— Begin TEXT SECTION —
FoundFactors.regarding=argv[1];
mpz_set(FoundFactors.regarding_numeric_value,n);
}
if (recover)
{
// Recovery: continue a factorization, which was previously aborted
// (try to) open the necessary file streams
StaticRelations::FileBuffer.open(StaticRelationsFile.c_str(),ios::in|ios::out);
SpecialRelations::FileBuffer.open(SpecialRelationsFile.c_str(),ios::in|ios::out);
if (!DynamicRelations::FileBuffer.open(DynamicRelationsFile.c_str(),ios::in|ios::out))
{
cerr << "Cannot access " << DynamicRelationsFile << endl;
exit(1);
}
Recovery_buffer.open(RecoveryFile.c_str(),ios::in|ios::out|ios::ate);
// offenbar wird trotz ios::ate nicht (immer) ans Ende positioniert
// deshalb wird die Testabfrage modifiziert:
if (Recovery_from_file) Recovery_from_file.seekg(0,ios::end);
#ifdef STL_STREAM_workaround
if ( (!Recovery_from_file) || (Recovery_from_file.tellg()==std::streampos(0)) || (Recovery_from_file.tellg()==std::streampos(-1)) )
// tellg()==0 indicates empty file -> we cannot recover
// tellg()==-1 indicates failure -> we cannot recover
// remark:
// in gcc 3.4 (cvs-experimental-2003-10-17 we cannot compare with "<" !!)
// do we really need a workaround to check this condition?
#else
if ( (!Recovery_from_file) || (Recovery_from_file.tellg()<1) )
#endif /* STL_STREAM_workaround */
{
cerr << "Recovery not possible!" << endl;
exit(1);
}
Recovery_from_file.seekg(0,ios::beg);
Recovery_to_file.seekp(0,ios::beg);
Recovery_from_file >> n; // retrieve number
Recovery_from_file.ignore(1,'\n');
cout << "Continue factorization for " << endl;
cout << n << endl;
// mark recovery-mode in Factorization-File! One never knows, what has
// happened to that file in the mean time!
Factorization_to_file << " [RECOVERY] "; // flush not necessary...
FoundFactors.AutoLoad();
}
else
{
// First start of this factorization (i.e. not a recovery)
// open streams
StaticRelations::FileBuffer.open(StaticRelationsFile.c_str(),ios::out|ios::trunc);
SpecialRelations::FileBuffer.open(SpecialRelationsFile.c_str(),ios::in|ios::out|ios::trunc);
if (!DynamicRelations::FileBuffer.open(DynamicRelationsFile.c_str(),ios::in|ios::out|ios::trunc))
— End TEXT SECTION —
— Begin LISTED ENTRIES —
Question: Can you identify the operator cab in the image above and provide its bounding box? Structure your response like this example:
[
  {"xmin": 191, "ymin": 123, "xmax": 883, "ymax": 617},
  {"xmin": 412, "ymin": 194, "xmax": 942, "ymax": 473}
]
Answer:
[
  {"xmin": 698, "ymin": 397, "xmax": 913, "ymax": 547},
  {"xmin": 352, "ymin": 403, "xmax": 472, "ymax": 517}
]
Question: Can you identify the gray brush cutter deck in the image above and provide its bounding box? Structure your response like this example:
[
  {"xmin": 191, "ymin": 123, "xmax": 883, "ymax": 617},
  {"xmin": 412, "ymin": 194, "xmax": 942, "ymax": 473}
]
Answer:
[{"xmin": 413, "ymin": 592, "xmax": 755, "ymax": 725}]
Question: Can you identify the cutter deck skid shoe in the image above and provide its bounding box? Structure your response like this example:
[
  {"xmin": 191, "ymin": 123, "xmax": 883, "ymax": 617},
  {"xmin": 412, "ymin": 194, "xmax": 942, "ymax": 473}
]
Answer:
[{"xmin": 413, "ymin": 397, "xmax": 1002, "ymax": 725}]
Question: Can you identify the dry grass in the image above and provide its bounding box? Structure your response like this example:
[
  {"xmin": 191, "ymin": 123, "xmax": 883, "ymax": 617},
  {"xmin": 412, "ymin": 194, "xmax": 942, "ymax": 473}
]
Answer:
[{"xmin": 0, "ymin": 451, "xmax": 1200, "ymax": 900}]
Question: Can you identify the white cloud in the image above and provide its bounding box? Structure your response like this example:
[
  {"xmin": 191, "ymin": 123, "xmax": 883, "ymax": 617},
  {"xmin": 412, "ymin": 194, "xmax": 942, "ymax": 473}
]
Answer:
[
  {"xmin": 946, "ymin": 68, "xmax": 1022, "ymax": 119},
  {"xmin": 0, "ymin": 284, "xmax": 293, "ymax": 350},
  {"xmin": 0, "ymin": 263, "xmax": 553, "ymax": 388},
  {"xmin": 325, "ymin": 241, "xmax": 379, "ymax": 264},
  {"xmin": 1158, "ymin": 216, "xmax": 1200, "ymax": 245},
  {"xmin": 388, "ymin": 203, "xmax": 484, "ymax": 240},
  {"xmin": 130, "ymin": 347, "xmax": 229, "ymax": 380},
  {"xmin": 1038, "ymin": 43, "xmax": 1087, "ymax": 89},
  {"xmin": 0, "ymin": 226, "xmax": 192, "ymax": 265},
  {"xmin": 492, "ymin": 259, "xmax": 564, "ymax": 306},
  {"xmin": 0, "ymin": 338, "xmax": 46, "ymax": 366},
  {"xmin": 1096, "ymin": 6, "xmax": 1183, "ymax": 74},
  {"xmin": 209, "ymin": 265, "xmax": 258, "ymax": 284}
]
— End LISTED ENTRIES —
→ PROBLEMS AND TASKS
(1) List every distinct file-name variable that the code excerpt above passes to an open() call through c_str().
(2) Copy the part of the code excerpt above starting at "#endif /* STL_STREAM_workaround" and ending at "flush not necessary...".

→ RESPONSES TO THE TASKS
(1)
StaticRelationsFile
SpecialRelationsFile
DynamicRelationsFile
RecoveryFile

(2)
#endif /* STL_STREAM_workaround */
{
cerr << "Recovery not possible!" << endl;
exit(1);
}
Recovery_from_file.seekg(0,ios::beg);
Recovery_to_file.seekp(0,ios::beg);
Recovery_from_file >> n; // retrieve number
Recovery_from_file.ignore(1,'\n');
cout << "Continue factorization for " << endl;
cout << n << endl;
// mark recovery-mode in Factorization-File! One never knows, what has
// happened to that file in the mean time!
Factorization_to_file << " [RECOVERY] "; // flush not necessary...